A tarefa
Segundo o trecho do documento sobre o centro "Moçambique D", por que a vítima colocada sobre a mesa fazia sinais com os braços ou a cabeça aos carrascos? Explique em uma a três frases, por favor.

Trecho do documento
Wednesday, February 24, 2016

O Chamado “Centro de Reeducação” de Ruarua (2 – conclusão)

6. Depoimentos

Atanásio Afonso Kantelu

O primeiro lugar de assassinatos ou martírios em Cabo Delgado foi o famoso centro conhecido pelo nome de ‘Moçambique D’, situado em Muatide – Lialaquete, não longe do rio do mesmo nome e da presente ‘Aldeia Comunal de Muatide’. Sob a chefia do carrasco – Agostinho Henriques Lagos Lídimo, mais conhecido pelo nome de ‘Lagos Lidimo’ – centenas de inocentes moçambicanos perderam a vida ou nos abrigos subterrâneos por falta de ar puro, esfomeados, enforcados nas árvores ou por espancamentos.

O julgamento nesse centro era feito da seguinte maneira. Quando um prisioneiro era para lá levado, o mesmo era conduzido para uma destacada árvore, notando-se uma corda (laço), amarrada num dos ramos com um nó bem preparado naquele laço. Por baixo da árvore colocavam uma mesa bem alta. Uma vez para lá conduzida, a vítima era mandada subir para cima da mesa, colocando-se-lhe em volta do seu pescoço o nó da gravata assassina. Feita esta operação, então começavam os assassinos a interrogar a vítima. Se o acusado negasse as acusações que lhe faziam, os carrascos tiravam a mesa onde o acusado se encontrava parado e desta forma o laço começava a apertar a garganta da vítima até que ela, através dos sinais dos braços ou da cabeça, desse a entender aos carrascos que iria confessar tudo, apenas para escapar a incómoda morte – a de morrer enforcado.
De qualquer das maneiras, a probabilidade da vítima sair com a vida em ‘Moçambique D’ no tempo do Lagos Lídimo era de 30 a 40 por cento. Após a transferência de Lagos Lídimo para os serviços nacionais de inteligência, o seu lugar foi tomada pelo Zacarias Zacarias (ZZ) e após a transferência deste pelo ‘Vatenda’.

[Linhas de um conjunto de dados]
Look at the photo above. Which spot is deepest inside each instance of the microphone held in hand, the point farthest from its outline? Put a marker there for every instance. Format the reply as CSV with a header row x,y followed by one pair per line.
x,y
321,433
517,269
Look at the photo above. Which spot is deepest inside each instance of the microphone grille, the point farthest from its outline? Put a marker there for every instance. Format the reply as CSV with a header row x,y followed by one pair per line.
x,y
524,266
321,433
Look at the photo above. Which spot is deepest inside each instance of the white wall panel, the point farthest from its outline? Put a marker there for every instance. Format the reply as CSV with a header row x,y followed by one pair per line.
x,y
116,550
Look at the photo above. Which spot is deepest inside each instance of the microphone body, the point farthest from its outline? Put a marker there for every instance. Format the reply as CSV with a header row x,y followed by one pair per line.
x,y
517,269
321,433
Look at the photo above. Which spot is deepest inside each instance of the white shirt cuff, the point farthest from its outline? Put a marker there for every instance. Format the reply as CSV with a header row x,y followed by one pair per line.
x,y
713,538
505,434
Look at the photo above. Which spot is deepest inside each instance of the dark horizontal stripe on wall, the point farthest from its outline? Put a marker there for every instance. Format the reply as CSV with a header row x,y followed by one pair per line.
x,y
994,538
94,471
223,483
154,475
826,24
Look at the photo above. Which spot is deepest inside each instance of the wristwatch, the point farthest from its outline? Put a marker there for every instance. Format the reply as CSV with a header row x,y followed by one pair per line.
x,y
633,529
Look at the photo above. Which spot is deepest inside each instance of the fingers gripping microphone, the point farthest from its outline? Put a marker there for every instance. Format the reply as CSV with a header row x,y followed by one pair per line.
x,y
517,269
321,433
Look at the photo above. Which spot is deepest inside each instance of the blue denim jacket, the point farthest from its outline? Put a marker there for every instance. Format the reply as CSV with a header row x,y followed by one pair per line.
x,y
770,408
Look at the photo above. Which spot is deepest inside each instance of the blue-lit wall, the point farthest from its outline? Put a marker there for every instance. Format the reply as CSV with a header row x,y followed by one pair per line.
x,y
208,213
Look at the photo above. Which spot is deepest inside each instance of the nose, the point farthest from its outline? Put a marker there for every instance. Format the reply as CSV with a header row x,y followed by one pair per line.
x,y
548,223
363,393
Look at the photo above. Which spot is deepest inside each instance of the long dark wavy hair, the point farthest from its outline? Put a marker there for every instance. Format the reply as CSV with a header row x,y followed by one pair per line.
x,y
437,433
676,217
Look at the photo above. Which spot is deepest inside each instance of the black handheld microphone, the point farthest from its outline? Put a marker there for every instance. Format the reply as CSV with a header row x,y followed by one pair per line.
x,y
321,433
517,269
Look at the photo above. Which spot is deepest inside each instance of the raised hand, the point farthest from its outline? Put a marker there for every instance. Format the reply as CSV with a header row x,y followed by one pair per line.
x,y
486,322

Solução da tarefa
Quando o acusado negava as acusações, os carrascos tiravam a mesa e o laço começava a apertar-lhe a garganta. A vítima então fazia sinais de que iria confessar tudo, apenas para escapar à morte por enforcamento.